--- START ---

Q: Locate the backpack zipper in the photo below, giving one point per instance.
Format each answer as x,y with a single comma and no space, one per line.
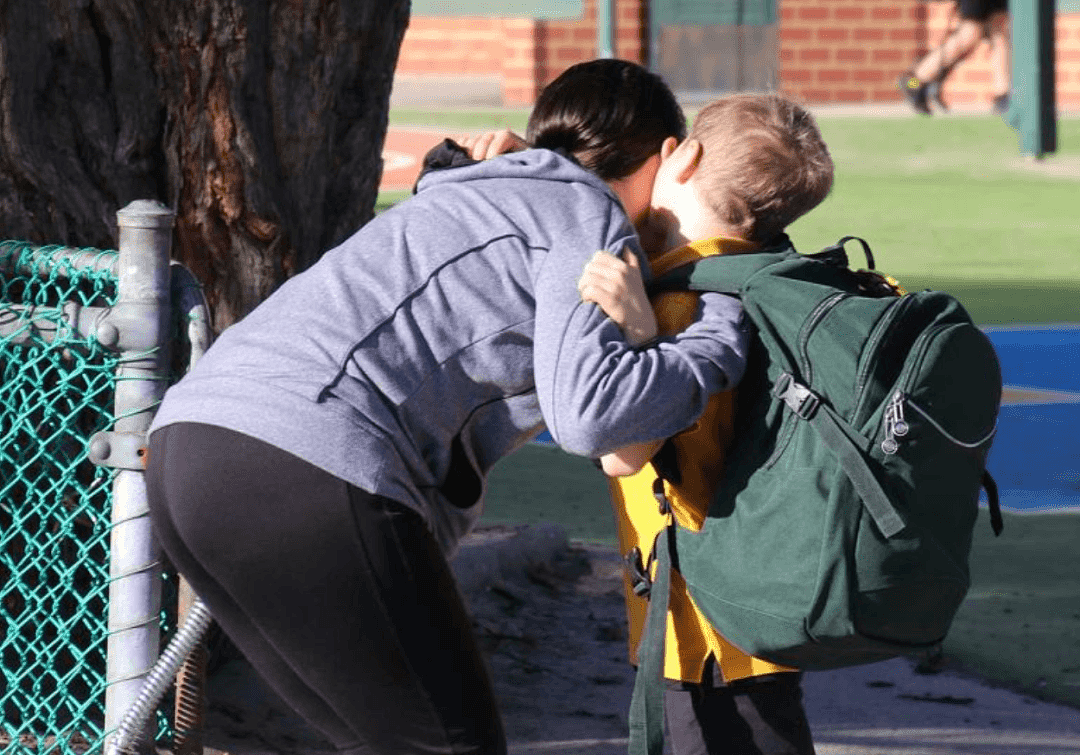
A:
823,308
894,313
895,425
788,423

--- END ---

Reproduce the data exactly, please, and omit its pictures.

**EXERCISE ANSWER**
Q: Locate the backpack zipper in the photo below, giving one point per instance.
Format each answer as x,y with a single comma and no space, one per line.
A:
823,308
894,313
895,425
788,423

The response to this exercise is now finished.